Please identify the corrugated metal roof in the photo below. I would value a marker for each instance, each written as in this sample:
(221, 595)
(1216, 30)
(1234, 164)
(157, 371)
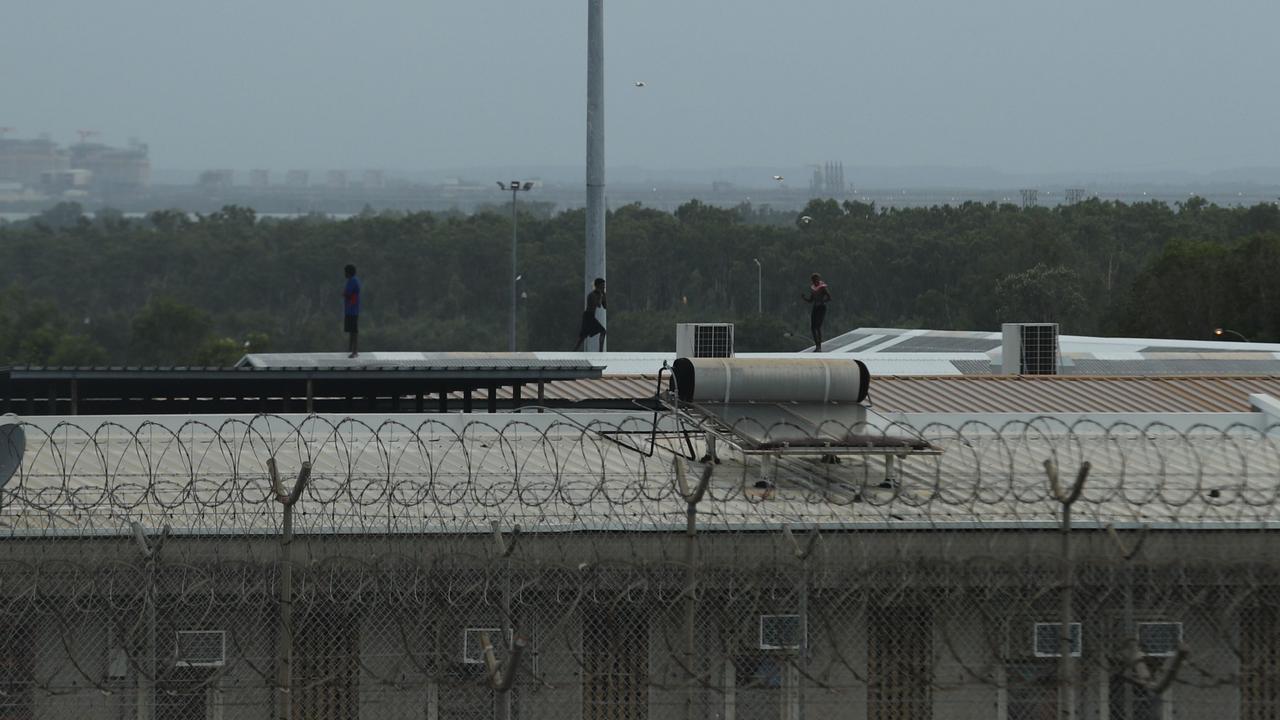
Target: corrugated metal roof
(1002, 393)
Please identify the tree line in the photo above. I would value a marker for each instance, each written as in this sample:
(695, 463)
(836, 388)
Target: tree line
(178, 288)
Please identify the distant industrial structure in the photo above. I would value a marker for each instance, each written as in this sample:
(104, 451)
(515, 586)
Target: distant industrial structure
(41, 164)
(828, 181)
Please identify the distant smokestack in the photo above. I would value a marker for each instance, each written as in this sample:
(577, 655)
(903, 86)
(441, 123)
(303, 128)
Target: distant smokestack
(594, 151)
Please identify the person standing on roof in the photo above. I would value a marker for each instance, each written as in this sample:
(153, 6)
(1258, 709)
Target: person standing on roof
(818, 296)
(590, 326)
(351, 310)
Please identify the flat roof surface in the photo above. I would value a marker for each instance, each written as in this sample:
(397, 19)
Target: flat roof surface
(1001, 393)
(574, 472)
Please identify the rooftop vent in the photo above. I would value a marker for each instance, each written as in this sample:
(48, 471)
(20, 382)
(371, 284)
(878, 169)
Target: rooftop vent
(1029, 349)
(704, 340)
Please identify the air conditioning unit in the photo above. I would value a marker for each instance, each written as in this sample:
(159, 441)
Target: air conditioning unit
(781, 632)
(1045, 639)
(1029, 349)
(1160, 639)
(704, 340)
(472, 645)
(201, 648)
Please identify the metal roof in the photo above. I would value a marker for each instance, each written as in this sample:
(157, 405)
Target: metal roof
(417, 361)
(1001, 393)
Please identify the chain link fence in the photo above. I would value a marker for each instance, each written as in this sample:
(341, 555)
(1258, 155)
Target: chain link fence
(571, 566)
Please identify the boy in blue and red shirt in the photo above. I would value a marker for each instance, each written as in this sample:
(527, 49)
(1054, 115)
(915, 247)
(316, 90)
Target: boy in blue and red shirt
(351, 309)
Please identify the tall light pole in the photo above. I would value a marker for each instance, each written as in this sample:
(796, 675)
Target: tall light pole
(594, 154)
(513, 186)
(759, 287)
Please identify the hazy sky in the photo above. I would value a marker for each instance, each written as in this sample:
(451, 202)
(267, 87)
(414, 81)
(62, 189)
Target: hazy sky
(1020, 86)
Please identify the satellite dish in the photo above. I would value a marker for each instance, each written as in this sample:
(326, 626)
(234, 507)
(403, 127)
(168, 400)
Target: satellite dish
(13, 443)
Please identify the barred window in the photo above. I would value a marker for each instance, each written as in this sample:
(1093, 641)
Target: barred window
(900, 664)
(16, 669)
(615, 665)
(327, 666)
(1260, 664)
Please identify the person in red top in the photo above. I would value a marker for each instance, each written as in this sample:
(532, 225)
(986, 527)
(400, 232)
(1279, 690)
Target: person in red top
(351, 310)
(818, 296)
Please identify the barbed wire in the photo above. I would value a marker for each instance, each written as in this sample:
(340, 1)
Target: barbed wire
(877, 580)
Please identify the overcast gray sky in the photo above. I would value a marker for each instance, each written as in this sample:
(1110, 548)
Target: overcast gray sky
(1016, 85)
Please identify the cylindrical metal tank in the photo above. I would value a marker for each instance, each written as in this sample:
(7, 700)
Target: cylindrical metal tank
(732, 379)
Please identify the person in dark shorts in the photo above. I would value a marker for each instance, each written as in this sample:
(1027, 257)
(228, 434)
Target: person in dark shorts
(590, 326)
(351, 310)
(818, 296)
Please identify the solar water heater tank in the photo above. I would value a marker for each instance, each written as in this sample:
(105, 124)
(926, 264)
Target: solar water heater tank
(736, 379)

##############################

TASK GOAL:
Put every line of the items above into a JSON list of strings, one string per line. Skip blank lines and leave out the picture placeholders.

TASK RESULT:
[
  "Please identify the corrugated metal roof in the photo below. I would value a marker for each instance, each written as in this sample:",
  "(221, 595)",
  "(1216, 30)",
  "(1234, 164)",
  "(157, 371)",
  "Target: corrugated metal roof",
  "(1002, 393)",
  "Please identify the tree line in the photo above. I would value a marker for each instance, each written as in this sample:",
  "(695, 463)",
  "(836, 388)",
  "Target: tree line",
  "(178, 288)",
  "Please identify the distant industrial structure in the photo above. I would value a marker for each instance, each written as in this sample:",
  "(104, 451)",
  "(515, 586)",
  "Target: distant industrial structure",
  "(41, 164)",
  "(828, 181)",
  "Please identify the distant smokestack in the photo above. I would value a marker for each instance, each written as in this sample:",
  "(577, 655)",
  "(903, 86)",
  "(441, 123)",
  "(303, 128)",
  "Target: distant smokestack",
  "(594, 151)",
  "Please identify the person standing on roof in the photo above. I would value a marker for each instance, each written as in this sample:",
  "(153, 6)",
  "(1258, 709)",
  "Target: person standing on roof",
  "(818, 296)",
  "(590, 326)",
  "(351, 310)",
  "Please identify the flat roof surface in the photo above. I would value a marker for each instance, each written as in this sample:",
  "(397, 19)",
  "Target: flat roof surface",
  "(1001, 393)",
  "(574, 472)",
  "Please identify the rooftop vent in the photo above. I would value a marker for each instance, each written as in this sample:",
  "(48, 471)",
  "(20, 382)",
  "(371, 284)",
  "(878, 169)",
  "Target: rooftop vent",
  "(1029, 349)",
  "(704, 340)",
  "Please identify the air conditioning unit in the photo above. I would value a marker for each instance, each written as in this sample:",
  "(159, 441)",
  "Target: air conditioning unit",
  "(781, 632)",
  "(1045, 639)",
  "(1029, 349)",
  "(1160, 639)",
  "(704, 340)",
  "(472, 645)",
  "(201, 648)",
  "Please identify the metal roof in the photo above. I would value a marker for each instance, each written as in this sample:",
  "(157, 405)",
  "Target: metal roof",
  "(417, 361)",
  "(1001, 393)",
  "Please identify the chain link fence in the photo above. I would value a marker for each instance, each written as in this sample:",
  "(341, 555)",
  "(1258, 155)",
  "Target: chain link fence",
  "(571, 566)",
  "Please identify the boy in blue and red shirt in the photo above. I would value a marker for each instance, each written as in this sample:",
  "(527, 49)",
  "(1054, 115)",
  "(915, 247)",
  "(316, 90)",
  "Target: boy in blue and red shirt",
  "(351, 309)",
  "Please identify the tall light pole in the photo above. I would value a marker for each instance, each written as in this sample:",
  "(796, 675)",
  "Target: tall light pole",
  "(594, 154)",
  "(513, 186)",
  "(759, 287)",
  "Please identify the hazy sky in the photo above. I would value a marker for each instance, each written as in this sample:",
  "(451, 202)",
  "(267, 87)",
  "(414, 81)",
  "(62, 189)",
  "Target: hazy sky",
  "(1020, 86)",
  "Please identify the satellite dish in the photo above. I would value a marker for each instance, each written as in this sample:",
  "(326, 626)",
  "(234, 507)",
  "(403, 127)",
  "(168, 400)",
  "Target: satellite dish",
  "(13, 443)",
  "Please identify the barred window in the photo above. I would value a marker for each instance, each written as in this sample:",
  "(1093, 641)",
  "Target: barred window",
  "(900, 664)",
  "(16, 669)",
  "(615, 665)",
  "(327, 666)",
  "(1260, 664)",
  "Please identify the person in red top in the photo above. I would value a marker for each instance, each written as in this sample:",
  "(532, 225)",
  "(986, 527)",
  "(400, 232)",
  "(1279, 690)",
  "Target: person in red top",
  "(351, 310)",
  "(818, 296)",
  "Please identify the barbed wire in the photo above. I would value a marker for each instance, each written as in this sample:",
  "(340, 1)",
  "Target: barbed wire",
  "(877, 580)",
  "Please identify the overcast gray sky in the photo above. I would value a marker for each instance, each written as in this sample:",
  "(1110, 548)",
  "Target: overcast gray sky",
  "(1016, 85)",
  "Please identify the cylindrical metal tank in the photo above. I would value a marker for each instance, each written as in this sample:",
  "(7, 700)",
  "Target: cylindrical metal tank",
  "(732, 379)",
  "Please identify the person in dark shorts in the photo above. I would value a marker for each instance, each written as in this sample:",
  "(1027, 257)",
  "(228, 434)",
  "Target: person in dark shorts",
  "(590, 326)",
  "(351, 310)",
  "(818, 296)",
  "Please identify the solar water heater tank in the photo above. I would value a marker for each instance, each written as in this sample:",
  "(105, 124)",
  "(926, 264)",
  "Target: solar water heater tank",
  "(736, 379)"
]